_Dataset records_

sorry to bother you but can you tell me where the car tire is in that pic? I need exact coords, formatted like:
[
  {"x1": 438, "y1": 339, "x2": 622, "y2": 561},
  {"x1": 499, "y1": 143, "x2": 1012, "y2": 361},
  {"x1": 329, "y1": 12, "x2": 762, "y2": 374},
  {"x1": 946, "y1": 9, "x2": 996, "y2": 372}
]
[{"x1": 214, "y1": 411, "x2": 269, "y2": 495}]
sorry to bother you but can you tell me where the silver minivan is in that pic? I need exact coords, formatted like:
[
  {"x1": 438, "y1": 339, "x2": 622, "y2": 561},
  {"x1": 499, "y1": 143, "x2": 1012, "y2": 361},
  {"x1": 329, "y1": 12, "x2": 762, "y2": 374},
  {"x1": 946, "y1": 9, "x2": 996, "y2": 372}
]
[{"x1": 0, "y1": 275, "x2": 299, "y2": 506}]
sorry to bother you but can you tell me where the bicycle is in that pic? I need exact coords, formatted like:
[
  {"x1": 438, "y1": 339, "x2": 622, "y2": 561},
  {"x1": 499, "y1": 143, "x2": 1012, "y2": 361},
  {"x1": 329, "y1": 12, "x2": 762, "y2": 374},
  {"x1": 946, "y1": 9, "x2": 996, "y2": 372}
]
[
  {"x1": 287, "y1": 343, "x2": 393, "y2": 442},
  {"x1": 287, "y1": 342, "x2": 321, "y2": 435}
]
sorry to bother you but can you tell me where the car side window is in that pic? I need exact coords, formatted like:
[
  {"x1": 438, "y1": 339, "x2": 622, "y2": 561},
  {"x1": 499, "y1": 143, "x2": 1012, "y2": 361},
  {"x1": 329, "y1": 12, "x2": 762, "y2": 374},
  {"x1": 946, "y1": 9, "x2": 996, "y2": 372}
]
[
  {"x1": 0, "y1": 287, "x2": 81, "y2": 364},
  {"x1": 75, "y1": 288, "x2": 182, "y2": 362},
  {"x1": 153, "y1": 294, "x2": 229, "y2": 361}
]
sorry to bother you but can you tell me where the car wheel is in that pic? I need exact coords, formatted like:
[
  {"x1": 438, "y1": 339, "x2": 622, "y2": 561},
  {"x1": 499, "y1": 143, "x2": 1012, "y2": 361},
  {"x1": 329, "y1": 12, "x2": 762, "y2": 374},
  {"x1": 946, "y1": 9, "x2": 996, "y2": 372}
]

_Exercise details_
State how many lines in the entries above include the word "coords"; reply with the number alone.

_Reply_
5